___ Fragmento de origen ___
6 sept 2013

LA BATALLA DE SAN QUINTIN

El emperador Carlos I también legó a su hijo Felipe II la sempiterna guerra con Francia.  Pero Felipe II no era un rey guerrero, aunque los ataques de los enemigos de España y la necesidad de defender su Imperio y la Cristiandad le obligaron a hacer la guerra en diversas ocasiones, algunas de las cuales constituyen los hechos más gloriosos de la historia de España.
La guerra contra Francia continuaba al principio de su reinado, pues Enrique II, aterrado ante la unión de España a Inglaterra por el matrimonio de Felipe Ii con la reina de este país, María Tudor, se unió con el Papa Paulo V (el napolitano Caraffa), enemigo de los españoles.
La conducta política de los Papas se explica porque, italianos de nacimiento y soberanos de un Estado italiano independiente, eran enemigos como muchos de los príncipes de aquel país, de la dominación española sobre Italia.
___
● La tarea: Copia textualmente el pasaje del fragmento sobre la batalla de San Quintín que va desde "El emperador Carlos" hasta "de los españoles.", ambos incluidos.
___ Conjunto de registros ___
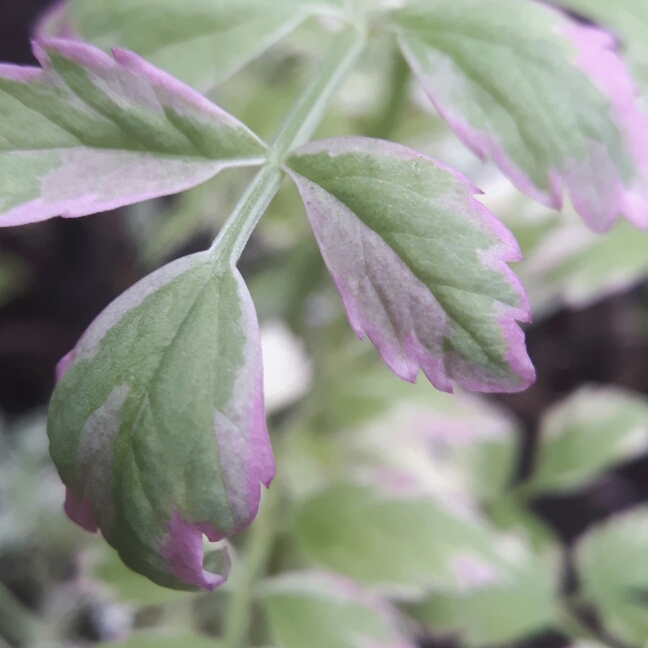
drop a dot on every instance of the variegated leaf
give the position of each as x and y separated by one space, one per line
547 98
89 133
419 263
202 42
157 425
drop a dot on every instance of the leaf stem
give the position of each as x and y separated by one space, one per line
386 121
297 128
311 106
257 552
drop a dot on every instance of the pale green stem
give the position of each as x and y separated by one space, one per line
296 129
257 552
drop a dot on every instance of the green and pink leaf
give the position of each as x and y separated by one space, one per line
547 98
419 263
89 133
157 425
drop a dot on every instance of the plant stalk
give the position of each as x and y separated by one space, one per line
297 128
257 552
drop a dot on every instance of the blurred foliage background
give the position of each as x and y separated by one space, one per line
399 514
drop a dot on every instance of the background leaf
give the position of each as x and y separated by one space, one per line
403 542
493 70
523 604
612 566
323 610
588 433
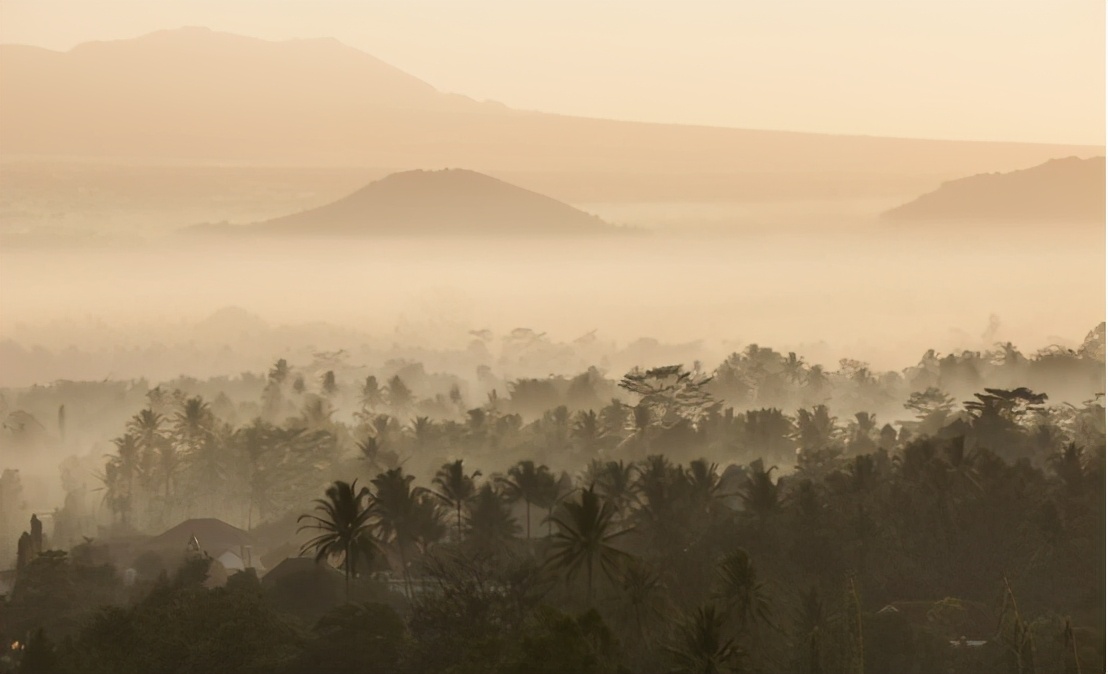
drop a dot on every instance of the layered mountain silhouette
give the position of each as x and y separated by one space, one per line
___
● Respuesta:
El emperador Carlos I también legó a su hijo Felipe II la sempiterna guerra con Francia.  Pero Felipe II no era un rey guerrero, aunque los ataques de los enemigos de España y la necesidad de defender su Imperio y la Cristiandad le obligaron a hacer la guerra en diversas ocasiones, algunas de las cuales constituyen los hechos más gloriosos de la historia de España.
La guerra contra Francia continuaba al principio de su reinado, pues Enrique II, aterrado ante la unión de España a Inglaterra por el matrimonio de Felipe Ii con la reina de este país, María Tudor, se unió con el Papa Paulo V (el napolitano Caraffa), enemigo de los españoles.